**TASK DESCRIPTION**: Please copy the data below word for word, from the first line through the last, and leave the pictures out.

[START]

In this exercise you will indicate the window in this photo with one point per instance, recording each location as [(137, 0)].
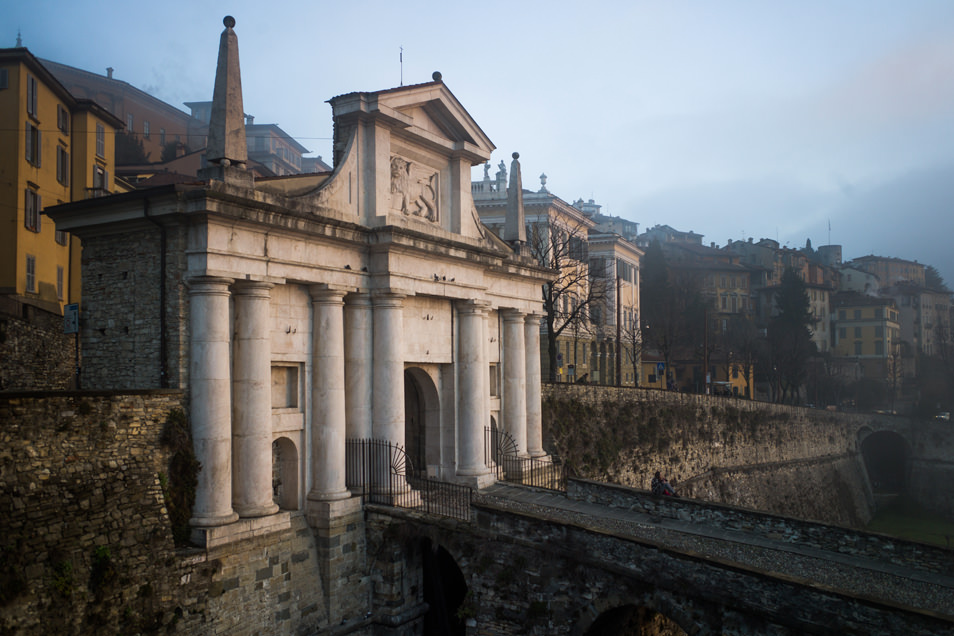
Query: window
[(100, 140), (62, 119), (100, 179), (33, 142), (62, 165), (285, 387), (31, 209), (494, 381), (31, 96), (31, 274)]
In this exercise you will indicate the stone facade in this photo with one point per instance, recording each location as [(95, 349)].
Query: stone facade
[(794, 461)]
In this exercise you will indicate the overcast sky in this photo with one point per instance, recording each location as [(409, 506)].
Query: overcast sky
[(732, 119)]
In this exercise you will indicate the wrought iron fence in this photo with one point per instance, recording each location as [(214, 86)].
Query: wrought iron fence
[(382, 472), (502, 455)]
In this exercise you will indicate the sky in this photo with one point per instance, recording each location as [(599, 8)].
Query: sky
[(791, 120)]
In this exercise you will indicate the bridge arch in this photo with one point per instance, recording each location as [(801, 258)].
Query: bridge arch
[(422, 420), (445, 589), (651, 614), (887, 456)]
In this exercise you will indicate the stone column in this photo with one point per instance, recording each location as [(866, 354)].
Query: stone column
[(515, 378), (359, 352), (534, 406), (252, 402), (472, 397), (210, 400), (327, 396), (388, 373)]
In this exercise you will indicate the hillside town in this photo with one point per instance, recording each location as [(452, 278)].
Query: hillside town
[(404, 391), (876, 328)]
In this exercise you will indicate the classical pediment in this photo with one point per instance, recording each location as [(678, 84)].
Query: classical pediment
[(429, 112)]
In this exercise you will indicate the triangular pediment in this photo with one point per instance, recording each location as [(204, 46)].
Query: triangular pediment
[(432, 108)]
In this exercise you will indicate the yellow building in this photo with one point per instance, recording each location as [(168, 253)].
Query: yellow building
[(54, 149), (867, 329)]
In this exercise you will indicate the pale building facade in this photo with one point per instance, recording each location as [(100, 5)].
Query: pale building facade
[(298, 313)]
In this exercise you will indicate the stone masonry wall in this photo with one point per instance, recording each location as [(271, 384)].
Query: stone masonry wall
[(86, 543), (36, 354), (786, 460), (122, 350)]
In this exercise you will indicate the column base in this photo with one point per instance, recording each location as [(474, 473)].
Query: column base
[(256, 511), (240, 530), (325, 513)]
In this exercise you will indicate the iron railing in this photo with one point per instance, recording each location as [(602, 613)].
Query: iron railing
[(382, 472), (502, 456)]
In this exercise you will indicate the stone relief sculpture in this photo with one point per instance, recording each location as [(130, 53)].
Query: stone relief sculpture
[(414, 189)]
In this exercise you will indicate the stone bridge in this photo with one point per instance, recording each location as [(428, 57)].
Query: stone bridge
[(604, 559)]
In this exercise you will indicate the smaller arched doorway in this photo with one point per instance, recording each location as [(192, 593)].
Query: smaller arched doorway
[(421, 422), (285, 474)]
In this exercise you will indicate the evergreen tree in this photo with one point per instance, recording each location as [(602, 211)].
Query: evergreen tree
[(790, 338)]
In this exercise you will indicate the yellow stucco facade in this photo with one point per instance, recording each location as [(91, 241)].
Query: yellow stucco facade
[(54, 149)]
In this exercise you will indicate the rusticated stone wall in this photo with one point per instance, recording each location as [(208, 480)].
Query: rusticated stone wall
[(35, 354), (791, 461), (86, 540)]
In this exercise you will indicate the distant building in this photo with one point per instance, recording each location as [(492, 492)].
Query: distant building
[(54, 148), (867, 329), (146, 119)]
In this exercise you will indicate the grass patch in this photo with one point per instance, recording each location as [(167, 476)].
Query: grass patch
[(905, 519)]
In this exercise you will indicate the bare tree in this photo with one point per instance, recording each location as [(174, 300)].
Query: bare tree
[(569, 296)]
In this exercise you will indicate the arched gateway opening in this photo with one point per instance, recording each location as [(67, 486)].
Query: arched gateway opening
[(633, 620), (421, 422), (886, 460)]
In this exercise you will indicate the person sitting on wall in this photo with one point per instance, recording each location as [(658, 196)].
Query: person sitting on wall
[(661, 487)]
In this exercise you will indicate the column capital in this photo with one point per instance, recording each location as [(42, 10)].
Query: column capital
[(512, 315), (252, 288), (208, 285), (479, 307), (323, 292), (358, 299), (388, 297)]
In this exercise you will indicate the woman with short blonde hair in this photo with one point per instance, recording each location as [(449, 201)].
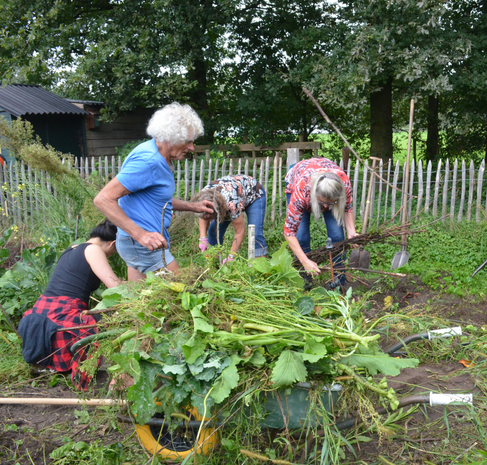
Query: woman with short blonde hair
[(231, 196), (319, 186)]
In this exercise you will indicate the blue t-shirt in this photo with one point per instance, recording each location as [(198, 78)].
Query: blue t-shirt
[(148, 177)]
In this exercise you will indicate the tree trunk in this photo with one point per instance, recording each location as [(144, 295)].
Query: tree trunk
[(432, 148), (381, 121), (199, 97)]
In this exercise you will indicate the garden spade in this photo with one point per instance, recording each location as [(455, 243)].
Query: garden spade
[(402, 257), (360, 258)]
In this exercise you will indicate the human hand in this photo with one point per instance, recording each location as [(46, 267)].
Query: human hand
[(204, 206), (203, 243), (311, 267), (230, 258), (152, 241), (353, 246)]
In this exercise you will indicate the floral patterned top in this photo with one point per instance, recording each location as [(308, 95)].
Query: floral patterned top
[(239, 191), (299, 186)]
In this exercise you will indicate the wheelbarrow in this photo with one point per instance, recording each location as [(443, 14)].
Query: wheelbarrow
[(285, 408), (282, 408)]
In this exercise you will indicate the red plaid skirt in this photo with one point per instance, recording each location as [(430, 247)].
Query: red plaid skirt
[(66, 313)]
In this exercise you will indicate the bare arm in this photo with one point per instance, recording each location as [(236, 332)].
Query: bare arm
[(203, 225), (309, 265), (239, 227), (107, 202), (98, 262), (205, 206)]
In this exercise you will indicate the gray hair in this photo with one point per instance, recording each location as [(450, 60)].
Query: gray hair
[(219, 202), (328, 186), (175, 124)]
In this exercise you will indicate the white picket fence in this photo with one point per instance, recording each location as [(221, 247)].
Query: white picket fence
[(455, 191)]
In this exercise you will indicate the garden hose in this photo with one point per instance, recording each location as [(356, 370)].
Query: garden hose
[(435, 334)]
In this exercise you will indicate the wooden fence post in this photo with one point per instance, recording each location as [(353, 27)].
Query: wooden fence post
[(394, 191), (445, 189), (420, 187), (471, 185), (479, 190), (292, 158), (462, 195), (453, 192), (274, 190), (437, 190)]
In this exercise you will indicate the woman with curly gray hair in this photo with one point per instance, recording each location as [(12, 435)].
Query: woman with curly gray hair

[END]

**SOLUTION FOR THIS PROBLEM**:
In this exercise you will indicate the window in this photo with one point per instance, recording each location as [(137, 0)].
Query: window
[(100, 140), (62, 119), (100, 179), (33, 142), (62, 165), (285, 387), (31, 209), (494, 381), (31, 96), (31, 274)]
In this exercise you will indicate the stone facade in this photo with one point per instance, recording each location as [(95, 349)].
Query: stone facade
[(794, 461)]
In this exercise you will indicate the overcast sky in this photo with one point per instance, recording each location as [(409, 506)].
Query: overcast sky
[(732, 119)]
In this exercise you will indicate the wrought iron fence in this photo with one point per instance, recording each location as [(214, 86)].
Query: wrought iron fence
[(382, 472), (502, 455)]
In this exercise you will indicate the sky in this photo with one point per instance, recording each location as [(599, 8)].
Query: sky
[(791, 120)]
In this exercise you will indicate the bridge arch in this photo with one point per instance, recording each location as [(801, 258)].
Query: bridge arch
[(422, 420), (445, 589), (651, 614), (887, 456)]
In this exercise you will indicate the stone column in this photo with one point per instance, recording each location as [(866, 354)].
Query: stone column
[(515, 378), (359, 352), (534, 406), (252, 402), (472, 397), (210, 400), (327, 396), (388, 373)]
In this exercise you will indicate the hillside town in this photo with one point per instance, recording each location as [(452, 278)].
Query: hillside town
[(404, 391), (876, 328)]
In this exercise you will indicate the classical pediment in this photo with one point per instance, recording each location as [(678, 84)].
Query: classical pediment
[(429, 112)]
In this exercise you will indicate the triangular pediment in this photo with one point per instance, recording each location as [(204, 46)].
Query: triangular pediment
[(432, 108)]
In this exercise you will indicate the yellow building in this photo with one point per instance, recording each location as [(168, 253)].
Query: yellow building
[(54, 149), (867, 329)]
In this exercise you will indicate the pale building facade in this photo with one point per instance, recording each location as [(100, 5)].
Query: pale building facade
[(298, 313)]
In this exercise you will indicate the stone masonry wall in this photo with one point per instance, recording each location as [(271, 384)].
Query: stone masonry wall
[(86, 543), (36, 354), (786, 460), (122, 350)]
In this exercise you will indicate the column base in this photo with one point per instance, recording each location as [(474, 473)].
Query: column base
[(256, 511), (240, 530), (325, 513)]
In this exercise you will indicate the iron railing in this photo with one point per instance, recording each location as [(602, 613)].
Query: iron railing
[(382, 472), (502, 456)]
In this exercise you will indicate the stone relief sculpture in this photo with one point per instance, recording each location as [(130, 53)].
Query: stone relief sculpture
[(414, 189)]
In this exercise you will indicate the stone bridge in this photo with one point per instance, recording each location as [(428, 57)].
Query: stone bridge
[(604, 559)]
In this exercise you will indicate the smaller arched doorway in this photo with one point per instance, recording each location as [(192, 593)].
Query: smaller arched doorway
[(421, 422), (285, 474)]
In this exercise you will indicate the evergreen tree in this photo with one point per instance, recording each location as [(602, 211)].
Query: evergreen tree
[(790, 338)]
In this exercise you will indicate the yellow stucco facade in this photo with one point per instance, recording each location as [(91, 241)].
Query: yellow stucco facade
[(54, 149)]
In this exercise you will indicate the rusticated stone wall in this photo with one point per instance, recording each location as [(208, 480)].
Query: rusticated stone wall
[(35, 354), (791, 461), (86, 540)]
In this exercise you will indicate the distant building in this photo with one point per instance, recording each location as [(492, 492)].
Query: distant building
[(54, 148), (867, 329), (146, 119)]
In this exercise you will indicate the grass patch in this photo with one point per instance, recording each location as [(167, 476)].
Query: grass patch
[(905, 519)]
In this exercise you will indicate the bare tree in this photo with one point per instance, recording each location as [(174, 300)].
Query: bare tree
[(569, 296)]
In this exercise you will indicate the arched gateway opening in this photo with one point per instance, recording each location as [(67, 486)].
Query: arched gateway opening
[(633, 620), (421, 422), (886, 460)]
In this exercise you will indicate the person sitting on wall in this photo with one point per instance, recording each location as [(658, 196)].
Query: person sitting on wall
[(661, 487)]
In this exercise you will indicate the column capital in this photo with one point per instance, recording each location as [(42, 10)].
Query: column capital
[(512, 315), (252, 288), (208, 285), (479, 307), (323, 292), (358, 299), (388, 297)]
In this exercise you will indicate the woman with short blonde hair in this photo with one point per instance, recording each location as [(449, 201)].
Query: woman with short blonde hair
[(231, 196), (319, 186)]
In this exercise you will indicate the blue t-shirt in this photo with one point per instance, recording each location as [(198, 78)].
Query: blue t-shirt
[(148, 177)]
In this exercise you will indicate the tree trunk in this photo with one point per instance, recording each location as [(144, 295)].
Query: tree trunk
[(432, 148), (381, 121), (199, 97)]
In this exercise you will indicate the garden spade in this photo with one point per instance, recording each location as [(455, 243)].
Query: garden spade
[(402, 257), (360, 258)]
In this exercise you will indicate the human hand in this photo with one point per instance, recording each location as [(46, 267)].
Query: human hand
[(204, 206), (203, 243), (311, 267), (230, 258), (152, 241), (353, 246)]
In this exercise you will indicate the floral patterned top in this photo with one point per instance, recording each location as [(308, 95)].
Query: floral patterned top
[(239, 191), (299, 186)]
In this exercise you will indicate the wheelbarrow in this photo with one point per instance, recording each location as [(443, 14)].
Query: wheelbarrow
[(285, 408), (282, 408)]
In this exercise you will indicate the red plaid skirt in this photo with one point per instance, recording each location as [(430, 247)].
Query: red plaid skirt
[(66, 313)]
In this exercise you will indicate the bare arm in this photo with one point per instance, recording each location as [(236, 332)].
Query: bare arm
[(203, 225), (309, 265), (239, 227), (107, 202), (98, 262), (205, 206)]
In this exercise you will indicate the gray hair in this photo with one point per instance, recording each location as [(450, 60)].
Query: gray hair
[(219, 202), (328, 186), (175, 124)]
In this exercise you will indicate the white picket fence in this photo with one point per instance, recording each location as [(221, 247)].
Query: white picket fence
[(455, 191)]
In this exercise you will indicate the garden hose in this photo with one point per instance, recording each location as [(356, 370)].
Query: garden hose
[(435, 334)]
In this exercise you will indicate the wooden fence post in this photo with one point per instance, recording each location as [(353, 27)].
Query: wooden fence post
[(394, 191), (445, 189), (420, 187), (471, 185), (479, 190), (292, 158), (462, 195), (453, 192), (274, 190), (437, 190)]
In this exercise you will indicate the woman with curly gray hair in this photo with one point per instance, recording each location as [(12, 435)].
Query: woman with curly gray hair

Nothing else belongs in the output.